**What is expected**. Report each line of the rows below that contains the word "steel", copying every such line in full.

**Records shown**.
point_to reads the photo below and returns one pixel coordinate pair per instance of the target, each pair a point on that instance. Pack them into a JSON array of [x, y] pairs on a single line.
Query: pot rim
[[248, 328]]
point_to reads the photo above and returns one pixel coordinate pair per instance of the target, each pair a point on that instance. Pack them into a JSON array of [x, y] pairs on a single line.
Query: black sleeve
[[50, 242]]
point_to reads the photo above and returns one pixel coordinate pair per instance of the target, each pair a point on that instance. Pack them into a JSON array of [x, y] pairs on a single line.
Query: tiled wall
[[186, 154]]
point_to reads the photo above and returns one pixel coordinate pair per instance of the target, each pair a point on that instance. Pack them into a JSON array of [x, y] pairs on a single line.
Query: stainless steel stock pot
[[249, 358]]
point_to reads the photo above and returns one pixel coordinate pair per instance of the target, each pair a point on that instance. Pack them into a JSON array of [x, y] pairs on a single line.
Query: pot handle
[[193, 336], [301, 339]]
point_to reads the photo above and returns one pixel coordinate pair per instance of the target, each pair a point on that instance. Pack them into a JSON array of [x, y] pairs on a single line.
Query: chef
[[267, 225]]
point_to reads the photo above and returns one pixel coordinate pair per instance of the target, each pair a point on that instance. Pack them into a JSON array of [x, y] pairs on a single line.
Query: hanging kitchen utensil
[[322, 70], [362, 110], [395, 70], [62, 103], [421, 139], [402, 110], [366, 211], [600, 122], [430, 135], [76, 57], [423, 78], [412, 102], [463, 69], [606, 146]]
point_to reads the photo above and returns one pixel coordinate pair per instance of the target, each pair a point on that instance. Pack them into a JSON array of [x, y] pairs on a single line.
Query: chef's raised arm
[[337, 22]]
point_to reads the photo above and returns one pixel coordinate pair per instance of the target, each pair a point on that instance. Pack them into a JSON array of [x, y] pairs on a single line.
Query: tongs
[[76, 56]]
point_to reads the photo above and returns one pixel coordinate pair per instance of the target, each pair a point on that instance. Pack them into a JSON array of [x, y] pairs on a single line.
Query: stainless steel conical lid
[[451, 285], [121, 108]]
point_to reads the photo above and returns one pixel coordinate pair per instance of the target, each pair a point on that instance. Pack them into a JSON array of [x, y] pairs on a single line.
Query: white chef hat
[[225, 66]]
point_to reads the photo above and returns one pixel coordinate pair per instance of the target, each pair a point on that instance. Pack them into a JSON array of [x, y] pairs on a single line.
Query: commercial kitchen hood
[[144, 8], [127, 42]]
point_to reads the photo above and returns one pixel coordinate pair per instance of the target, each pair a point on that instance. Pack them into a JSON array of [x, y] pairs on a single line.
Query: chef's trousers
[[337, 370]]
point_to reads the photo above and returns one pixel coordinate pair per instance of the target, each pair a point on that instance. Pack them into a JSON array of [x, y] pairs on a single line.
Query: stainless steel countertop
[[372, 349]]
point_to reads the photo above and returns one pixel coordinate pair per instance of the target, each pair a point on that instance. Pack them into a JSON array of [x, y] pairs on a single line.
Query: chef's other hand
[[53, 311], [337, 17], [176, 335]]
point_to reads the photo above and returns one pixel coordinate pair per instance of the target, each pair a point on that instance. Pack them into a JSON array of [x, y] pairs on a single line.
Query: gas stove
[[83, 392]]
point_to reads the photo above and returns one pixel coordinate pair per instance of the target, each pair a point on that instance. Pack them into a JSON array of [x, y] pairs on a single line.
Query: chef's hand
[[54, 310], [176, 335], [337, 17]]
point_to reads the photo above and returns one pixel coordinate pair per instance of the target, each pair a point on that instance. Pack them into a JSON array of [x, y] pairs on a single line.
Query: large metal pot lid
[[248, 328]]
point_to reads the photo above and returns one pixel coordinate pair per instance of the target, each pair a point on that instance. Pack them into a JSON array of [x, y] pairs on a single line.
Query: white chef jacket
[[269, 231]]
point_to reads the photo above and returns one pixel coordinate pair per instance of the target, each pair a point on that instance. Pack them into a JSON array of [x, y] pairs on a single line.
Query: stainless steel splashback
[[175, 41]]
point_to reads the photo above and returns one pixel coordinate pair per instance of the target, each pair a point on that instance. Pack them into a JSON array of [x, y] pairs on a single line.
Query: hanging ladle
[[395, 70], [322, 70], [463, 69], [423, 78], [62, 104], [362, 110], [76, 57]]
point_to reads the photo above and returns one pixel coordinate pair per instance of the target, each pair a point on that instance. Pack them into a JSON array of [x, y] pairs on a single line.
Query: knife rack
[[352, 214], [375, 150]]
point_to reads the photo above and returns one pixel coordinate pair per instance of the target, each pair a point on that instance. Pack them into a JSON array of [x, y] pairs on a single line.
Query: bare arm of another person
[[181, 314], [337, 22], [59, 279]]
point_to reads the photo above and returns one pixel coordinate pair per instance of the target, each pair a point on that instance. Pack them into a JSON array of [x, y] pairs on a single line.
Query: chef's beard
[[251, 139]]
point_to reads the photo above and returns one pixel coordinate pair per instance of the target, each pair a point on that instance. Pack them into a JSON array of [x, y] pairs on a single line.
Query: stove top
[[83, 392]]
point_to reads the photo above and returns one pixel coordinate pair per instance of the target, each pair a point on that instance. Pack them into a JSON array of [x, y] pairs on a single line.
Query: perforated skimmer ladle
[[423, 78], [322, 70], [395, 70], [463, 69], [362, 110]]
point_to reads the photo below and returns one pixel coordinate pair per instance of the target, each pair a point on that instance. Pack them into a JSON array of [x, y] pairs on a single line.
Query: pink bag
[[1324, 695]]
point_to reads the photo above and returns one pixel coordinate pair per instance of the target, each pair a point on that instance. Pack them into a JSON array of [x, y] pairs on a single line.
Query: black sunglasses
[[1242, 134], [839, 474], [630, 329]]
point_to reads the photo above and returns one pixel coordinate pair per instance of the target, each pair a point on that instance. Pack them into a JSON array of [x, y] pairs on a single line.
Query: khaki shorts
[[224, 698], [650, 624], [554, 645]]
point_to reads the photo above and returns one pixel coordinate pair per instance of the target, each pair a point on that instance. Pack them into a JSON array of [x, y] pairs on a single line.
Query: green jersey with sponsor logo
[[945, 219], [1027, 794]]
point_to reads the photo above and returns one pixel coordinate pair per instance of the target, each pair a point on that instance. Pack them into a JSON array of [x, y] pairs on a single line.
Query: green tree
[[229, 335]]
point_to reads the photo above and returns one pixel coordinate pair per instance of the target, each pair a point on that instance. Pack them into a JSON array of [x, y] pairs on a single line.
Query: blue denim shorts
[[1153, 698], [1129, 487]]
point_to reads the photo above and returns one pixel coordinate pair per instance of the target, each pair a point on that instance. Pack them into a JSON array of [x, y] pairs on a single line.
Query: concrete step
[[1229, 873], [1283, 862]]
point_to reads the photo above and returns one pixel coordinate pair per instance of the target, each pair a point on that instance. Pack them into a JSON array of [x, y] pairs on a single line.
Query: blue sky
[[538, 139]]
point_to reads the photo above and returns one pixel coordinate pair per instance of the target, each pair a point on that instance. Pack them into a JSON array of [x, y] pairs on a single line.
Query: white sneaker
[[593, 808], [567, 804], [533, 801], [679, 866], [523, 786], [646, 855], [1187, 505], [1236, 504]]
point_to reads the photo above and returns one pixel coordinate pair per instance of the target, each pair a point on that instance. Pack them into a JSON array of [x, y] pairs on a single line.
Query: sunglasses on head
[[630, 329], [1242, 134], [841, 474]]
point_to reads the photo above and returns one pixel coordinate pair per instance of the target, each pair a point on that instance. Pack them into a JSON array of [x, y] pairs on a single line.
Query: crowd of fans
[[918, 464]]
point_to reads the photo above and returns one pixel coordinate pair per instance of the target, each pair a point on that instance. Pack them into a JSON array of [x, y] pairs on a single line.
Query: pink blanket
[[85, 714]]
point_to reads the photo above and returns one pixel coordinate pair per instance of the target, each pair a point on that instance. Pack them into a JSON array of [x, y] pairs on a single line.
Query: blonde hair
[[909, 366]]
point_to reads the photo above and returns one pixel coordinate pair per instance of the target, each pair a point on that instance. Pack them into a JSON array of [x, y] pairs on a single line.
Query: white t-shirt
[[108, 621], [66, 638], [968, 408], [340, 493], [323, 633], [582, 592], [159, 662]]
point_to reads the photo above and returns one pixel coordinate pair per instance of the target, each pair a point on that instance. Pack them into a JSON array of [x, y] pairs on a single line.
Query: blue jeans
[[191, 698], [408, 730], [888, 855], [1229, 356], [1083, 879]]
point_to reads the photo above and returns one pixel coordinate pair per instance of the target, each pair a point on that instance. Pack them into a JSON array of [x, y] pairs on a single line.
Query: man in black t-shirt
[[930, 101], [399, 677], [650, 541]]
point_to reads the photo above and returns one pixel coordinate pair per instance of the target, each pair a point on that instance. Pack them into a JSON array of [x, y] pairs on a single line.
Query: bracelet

**Solution for this task**.
Query: stainless steel stock pot
Query: stainless steel conical lid
Query: stainless steel countertop
Query: stainless steel splashback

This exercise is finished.